### LISTE DES TÂCHES
1) Répondez aux questions suivantes à partir du texte sur le cèdre bleu :
(a) Quelle hauteur atteignait le cèdre ?
(b) À quel moment la décision de s'en séparer a-t-elle été prise ?
(c) Que recouvrait l'ombre du cèdre ?
2) Relevez dans le texte sur le cèdre bleu toutes les expressions qui désignent une fête, une saison ou un moment de la journée.
3) Prolongez le texte sur le cèdre bleu à partir de sa dernière phrase.

### TEXTE

-- -- --

La sentence du bûcheron était sans appel: “ de toute façon, votre cèdre bleu était condamné ”. Elle a atténué le sentiment de culpabilité que j’éprouvais depuis que j’avais décidé de me séparer de cet arbre à la posture majestueuse, haut d’une dizaine de mètres. La décision avait été prise la veille de la Saint Sylvestre. Suite à de violentes rafales de vent, une grosse branche s’était effondrée dans le jardin, à un doigt de la grande baie vitrée qui aurait très bien pu voler en éclats. Heureusement les enfants ne jouaient pas dehors cet après-midi-là. Jusqu’alors, le cèdre ne nous ennuyait que l’été: ses aiguilles, persistantes et courtes, tombaient dans nos assiettes lorsque le temps nous permettait de dresser la table dans le jardin. Son ombre recouvrait certes les panneaux solaires, mais relativement tard dans l’après-midi, ce qui laissait le temps au soleil d’accomplir son œuvre calorifère.

-- -- --

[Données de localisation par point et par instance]
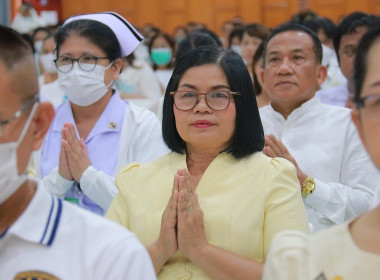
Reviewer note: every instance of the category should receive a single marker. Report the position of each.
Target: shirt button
(112, 125)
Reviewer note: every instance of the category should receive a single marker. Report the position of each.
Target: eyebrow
(292, 51)
(212, 88)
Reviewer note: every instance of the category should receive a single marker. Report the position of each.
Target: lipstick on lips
(202, 124)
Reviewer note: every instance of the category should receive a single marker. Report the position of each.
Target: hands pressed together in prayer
(73, 158)
(182, 224)
(275, 148)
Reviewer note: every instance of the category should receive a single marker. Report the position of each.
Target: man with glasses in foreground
(336, 177)
(349, 251)
(42, 237)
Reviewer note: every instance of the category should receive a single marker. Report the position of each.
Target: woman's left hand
(76, 151)
(191, 234)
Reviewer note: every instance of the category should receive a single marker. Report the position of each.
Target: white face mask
(10, 180)
(47, 61)
(84, 88)
(38, 46)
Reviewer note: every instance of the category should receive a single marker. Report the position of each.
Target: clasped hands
(275, 148)
(182, 224)
(73, 158)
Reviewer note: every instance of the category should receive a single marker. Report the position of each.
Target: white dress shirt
(124, 133)
(324, 142)
(334, 96)
(53, 238)
(329, 254)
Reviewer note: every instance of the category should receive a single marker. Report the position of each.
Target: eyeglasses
(215, 100)
(87, 63)
(18, 113)
(370, 104)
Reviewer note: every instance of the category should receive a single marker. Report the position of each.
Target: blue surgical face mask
(161, 56)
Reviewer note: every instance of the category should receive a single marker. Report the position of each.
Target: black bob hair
(248, 136)
(361, 60)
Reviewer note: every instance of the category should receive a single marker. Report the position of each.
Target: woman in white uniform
(96, 132)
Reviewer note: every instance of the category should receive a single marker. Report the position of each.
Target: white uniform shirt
(52, 93)
(135, 135)
(325, 144)
(329, 254)
(334, 96)
(54, 238)
(139, 79)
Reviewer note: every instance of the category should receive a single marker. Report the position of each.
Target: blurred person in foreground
(351, 250)
(209, 208)
(42, 237)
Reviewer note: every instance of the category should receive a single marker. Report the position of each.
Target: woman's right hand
(63, 166)
(166, 245)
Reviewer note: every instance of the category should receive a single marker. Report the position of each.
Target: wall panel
(167, 14)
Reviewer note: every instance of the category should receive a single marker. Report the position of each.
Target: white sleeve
(288, 257)
(56, 184)
(148, 142)
(127, 259)
(98, 186)
(353, 195)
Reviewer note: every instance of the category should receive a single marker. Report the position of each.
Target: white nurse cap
(129, 38)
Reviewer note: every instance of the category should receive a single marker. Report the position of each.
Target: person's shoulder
(92, 226)
(290, 240)
(140, 114)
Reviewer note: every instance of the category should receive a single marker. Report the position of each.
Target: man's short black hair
(317, 46)
(248, 136)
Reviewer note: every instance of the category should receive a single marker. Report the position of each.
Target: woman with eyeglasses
(95, 132)
(210, 207)
(350, 250)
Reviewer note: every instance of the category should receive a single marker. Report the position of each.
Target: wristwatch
(308, 186)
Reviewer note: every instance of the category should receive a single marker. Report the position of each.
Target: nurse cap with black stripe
(129, 38)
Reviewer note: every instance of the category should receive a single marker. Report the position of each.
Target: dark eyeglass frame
(19, 112)
(56, 61)
(230, 94)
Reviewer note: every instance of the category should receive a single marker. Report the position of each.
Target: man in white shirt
(335, 173)
(42, 237)
(346, 39)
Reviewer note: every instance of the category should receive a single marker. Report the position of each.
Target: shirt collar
(40, 220)
(303, 110)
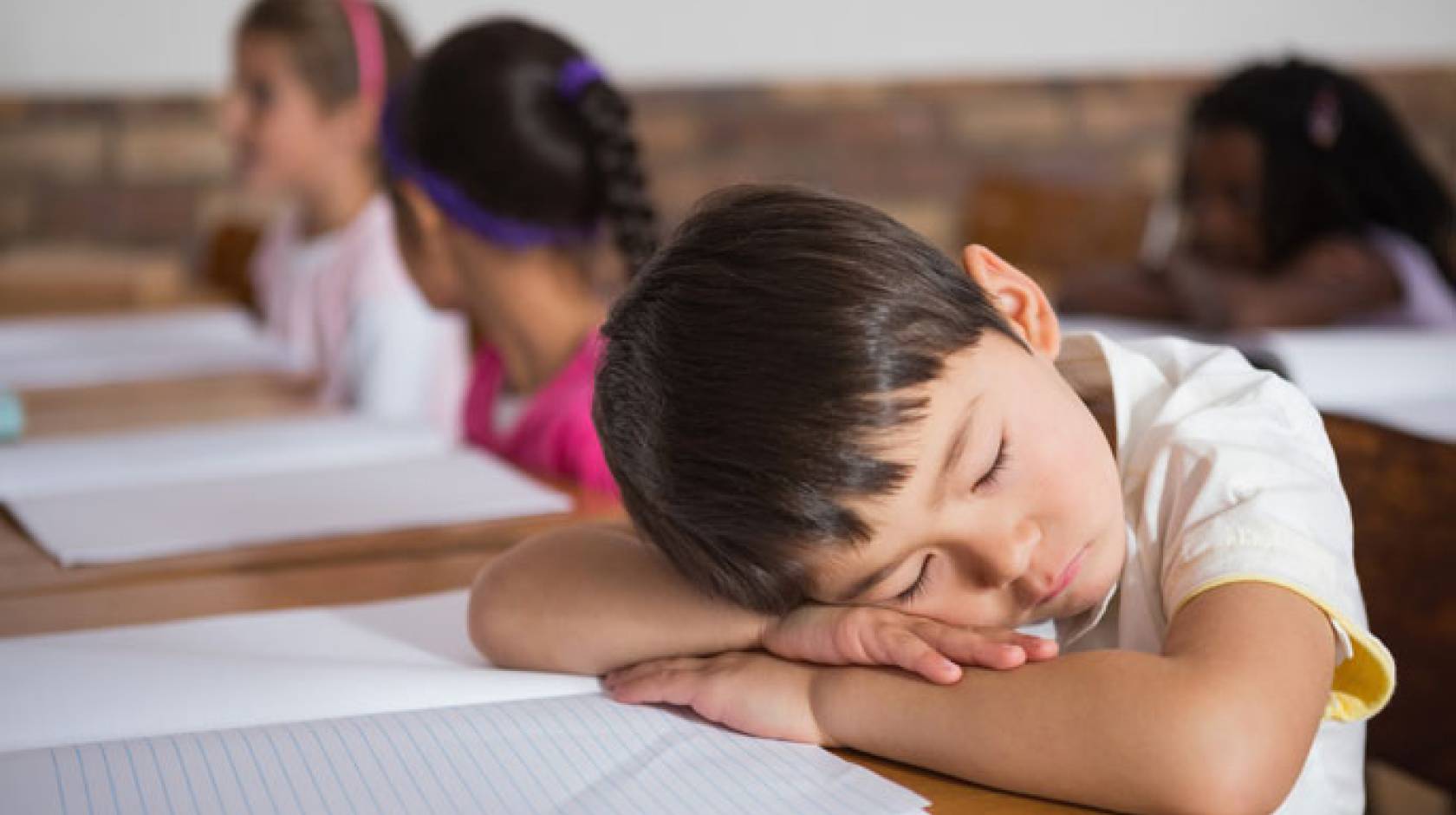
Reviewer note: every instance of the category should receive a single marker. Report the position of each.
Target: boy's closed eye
(987, 480)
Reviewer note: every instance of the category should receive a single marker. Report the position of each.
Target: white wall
(154, 45)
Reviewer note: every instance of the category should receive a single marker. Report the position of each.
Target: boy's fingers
(916, 655)
(1037, 648)
(974, 648)
(672, 686)
(641, 669)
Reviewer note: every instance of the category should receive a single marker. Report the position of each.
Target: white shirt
(1228, 476)
(344, 304)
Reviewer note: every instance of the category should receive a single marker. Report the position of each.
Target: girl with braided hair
(513, 163)
(1303, 201)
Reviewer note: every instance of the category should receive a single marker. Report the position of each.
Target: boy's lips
(1069, 574)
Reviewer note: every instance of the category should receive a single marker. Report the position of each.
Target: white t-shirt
(1228, 476)
(342, 304)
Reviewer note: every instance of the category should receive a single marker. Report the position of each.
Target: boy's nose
(1010, 557)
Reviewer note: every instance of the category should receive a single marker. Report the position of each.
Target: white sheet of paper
(79, 351)
(1402, 379)
(120, 525)
(376, 707)
(205, 453)
(1360, 367)
(245, 669)
(569, 754)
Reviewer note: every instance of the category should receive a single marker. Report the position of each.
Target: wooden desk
(146, 405)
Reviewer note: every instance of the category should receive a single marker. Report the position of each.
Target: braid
(618, 162)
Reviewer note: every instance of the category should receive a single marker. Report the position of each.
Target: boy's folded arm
(1222, 720)
(591, 598)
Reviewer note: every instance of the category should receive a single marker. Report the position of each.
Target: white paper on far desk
(257, 668)
(205, 453)
(79, 351)
(120, 525)
(1402, 379)
(408, 665)
(130, 497)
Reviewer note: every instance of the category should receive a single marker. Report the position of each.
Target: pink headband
(368, 47)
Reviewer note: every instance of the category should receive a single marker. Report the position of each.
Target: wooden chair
(1053, 227)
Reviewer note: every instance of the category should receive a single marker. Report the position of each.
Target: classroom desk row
(38, 596)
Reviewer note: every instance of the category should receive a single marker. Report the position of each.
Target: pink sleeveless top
(554, 434)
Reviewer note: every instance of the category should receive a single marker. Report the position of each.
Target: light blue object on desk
(12, 415)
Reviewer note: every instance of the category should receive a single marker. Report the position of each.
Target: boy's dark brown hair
(753, 370)
(322, 42)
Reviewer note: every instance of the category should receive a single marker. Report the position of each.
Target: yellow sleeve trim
(1363, 684)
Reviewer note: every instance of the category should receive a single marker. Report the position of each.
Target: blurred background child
(1302, 203)
(513, 159)
(309, 83)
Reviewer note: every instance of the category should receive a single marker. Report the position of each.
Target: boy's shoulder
(1205, 399)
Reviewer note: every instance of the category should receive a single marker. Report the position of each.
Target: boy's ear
(1017, 297)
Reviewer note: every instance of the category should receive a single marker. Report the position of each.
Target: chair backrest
(1402, 493)
(1053, 227)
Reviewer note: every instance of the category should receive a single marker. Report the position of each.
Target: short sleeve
(1251, 493)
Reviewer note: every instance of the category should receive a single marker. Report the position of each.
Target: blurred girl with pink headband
(309, 85)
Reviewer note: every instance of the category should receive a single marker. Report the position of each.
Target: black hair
(484, 109)
(1336, 159)
(753, 371)
(322, 42)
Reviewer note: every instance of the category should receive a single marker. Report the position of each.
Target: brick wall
(153, 172)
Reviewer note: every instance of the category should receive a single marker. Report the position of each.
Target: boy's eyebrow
(865, 584)
(952, 456)
(955, 450)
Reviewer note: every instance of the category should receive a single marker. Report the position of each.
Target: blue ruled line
(402, 765)
(91, 810)
(308, 766)
(136, 782)
(60, 787)
(334, 770)
(283, 767)
(258, 767)
(162, 782)
(185, 774)
(355, 763)
(377, 763)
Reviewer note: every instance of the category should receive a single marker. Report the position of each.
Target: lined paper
(569, 754)
(250, 669)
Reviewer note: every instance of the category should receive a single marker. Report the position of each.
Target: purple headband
(575, 76)
(456, 204)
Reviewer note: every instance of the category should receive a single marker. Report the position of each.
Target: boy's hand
(864, 635)
(746, 690)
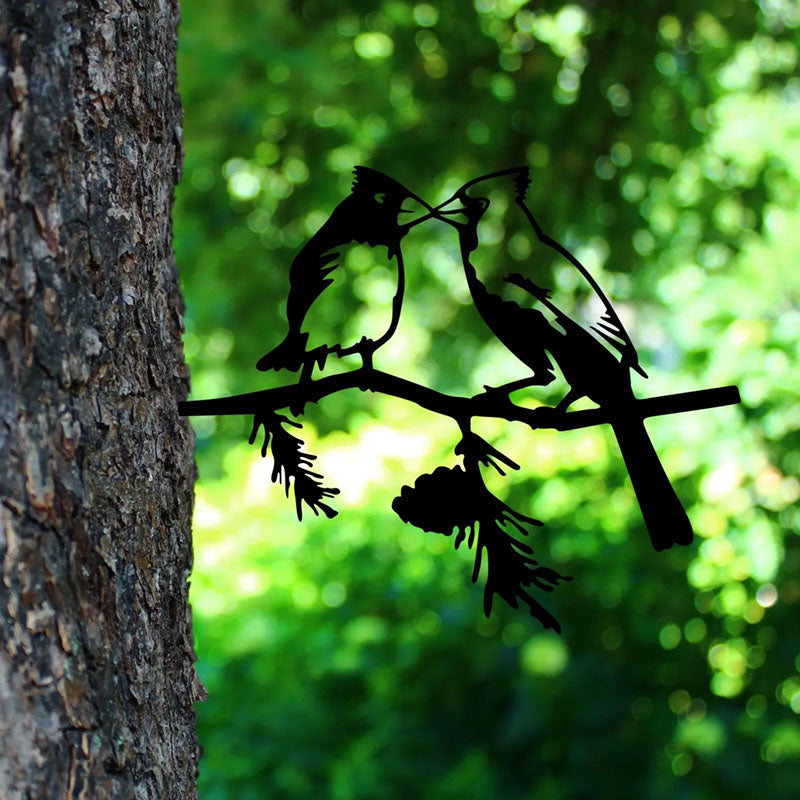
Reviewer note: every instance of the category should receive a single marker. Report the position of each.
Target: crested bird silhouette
(596, 360)
(373, 214)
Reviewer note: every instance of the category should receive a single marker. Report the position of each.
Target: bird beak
(413, 211)
(450, 210)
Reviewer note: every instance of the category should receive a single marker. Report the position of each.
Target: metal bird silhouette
(595, 360)
(374, 214)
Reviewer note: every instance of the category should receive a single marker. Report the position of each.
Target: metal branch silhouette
(595, 359)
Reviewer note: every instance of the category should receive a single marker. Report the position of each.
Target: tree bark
(97, 682)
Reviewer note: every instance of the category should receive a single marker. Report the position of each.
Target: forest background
(350, 658)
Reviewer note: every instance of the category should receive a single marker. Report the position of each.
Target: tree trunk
(96, 471)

-- -- --

### RÉPONSES PAR TÂCHE
1)
(a) Il mesurait une dizaine de mètres.
(b) La décision a été prise la veille de la Saint Sylvestre.
(c) Son ombre recouvrait les panneaux solaires.

2)
- la veille de la Saint Sylvestre
- cet après-midi-là
- l'été
- tard dans l'après-midi

3)
Aujourd’hui, le cèdre bleu n’est plus qu’une succession de grosses bûches, empilées les unes sur les autres sous le magnolia qu’il a longtemps dominé et qui prend ainsi sa revanche. En comptant les cercles de croissances, j’ai pu déterminer son âge: 30 ans, à peu près celui de la maison. C’était un bébé parce que selon les informations glanées sur internet, il aurait pu vivre… 2.000 ans et grimper jusqu’à 50 m de haut. Ce conifère, issu de la famille des pinacées, n’est pas une espèce indigène, comme le sont, par exemple, les saules têtards et les peupliers. Il s’est habitué à nos contrées après avoir été importé du Moyen-Orient et des contreforts de l’Himalaya. La lecture de sa généalogie avait ajouté à mon sentiment de culpabilité: le cèdre n’est-il pas l’arbre le plus souvent cité dans la bible? Un pays du Moyen-Orient ne l’a-t-il pas choisi comme emblème? Le cèdre du Liban a même servi à la construction du premier temple de Jérusalem, vers 976 avant Jésus-Christ. Importés d’Algérie, des semis du cèdre de l’Atlas, un proche cousin du cèdre bleu, ont permis de repeupler les pentes dénudées du Mont Ventoux, du Lubéron et des Pyrénées au XIXe siècle. L’immigration des arbres a précédé celle des hommes.
Il y a vraiment beaucoup à apprendre de nos frères, les arbres, qui ont livré à l’humanité une de ses plus précieuses inventions: le papier, incarnation de l’écriture.
Le mot “ livre ” provient d’ailleurs du latin “ liber ” qui, selon le petit Larousse, désigne encore la zone vivante du bois, riche en cellulose. L’adjectif “ libre ” a aussi la même… racine.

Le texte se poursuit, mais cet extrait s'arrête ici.